_What to do_.
Which lines in the entries below contain the word "suit"? Gather every such line and copy it out in full.

============

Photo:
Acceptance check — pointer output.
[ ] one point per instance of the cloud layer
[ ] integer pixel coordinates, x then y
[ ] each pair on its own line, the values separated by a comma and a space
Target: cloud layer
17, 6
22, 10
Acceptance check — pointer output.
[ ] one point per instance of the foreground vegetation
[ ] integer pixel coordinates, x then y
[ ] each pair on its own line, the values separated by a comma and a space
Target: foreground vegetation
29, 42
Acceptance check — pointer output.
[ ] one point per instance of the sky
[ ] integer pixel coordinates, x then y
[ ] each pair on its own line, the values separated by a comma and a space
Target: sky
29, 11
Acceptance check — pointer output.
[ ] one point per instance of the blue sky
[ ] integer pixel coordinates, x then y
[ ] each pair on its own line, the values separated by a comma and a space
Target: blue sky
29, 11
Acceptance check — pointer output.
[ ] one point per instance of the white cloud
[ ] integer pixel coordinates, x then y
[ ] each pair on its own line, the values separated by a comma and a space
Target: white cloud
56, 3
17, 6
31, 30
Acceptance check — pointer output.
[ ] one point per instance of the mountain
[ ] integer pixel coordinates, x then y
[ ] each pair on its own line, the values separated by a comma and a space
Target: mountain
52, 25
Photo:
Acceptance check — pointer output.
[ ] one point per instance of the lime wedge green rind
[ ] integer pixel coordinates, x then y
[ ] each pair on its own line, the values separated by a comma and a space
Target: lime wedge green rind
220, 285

============

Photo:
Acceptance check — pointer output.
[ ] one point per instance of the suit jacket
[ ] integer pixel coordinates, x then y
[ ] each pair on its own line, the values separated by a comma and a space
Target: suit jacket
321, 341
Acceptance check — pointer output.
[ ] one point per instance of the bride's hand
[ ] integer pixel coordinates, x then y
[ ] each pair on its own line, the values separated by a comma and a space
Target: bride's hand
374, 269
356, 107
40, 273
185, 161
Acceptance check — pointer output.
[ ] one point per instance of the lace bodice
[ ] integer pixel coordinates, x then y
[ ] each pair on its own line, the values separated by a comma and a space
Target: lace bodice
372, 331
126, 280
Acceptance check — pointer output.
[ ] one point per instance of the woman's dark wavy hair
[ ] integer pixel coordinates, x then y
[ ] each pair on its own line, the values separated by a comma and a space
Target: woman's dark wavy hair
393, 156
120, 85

============

_Result of this exercise_.
[ ] one point per instance of the suit jacket
Target: suit jacket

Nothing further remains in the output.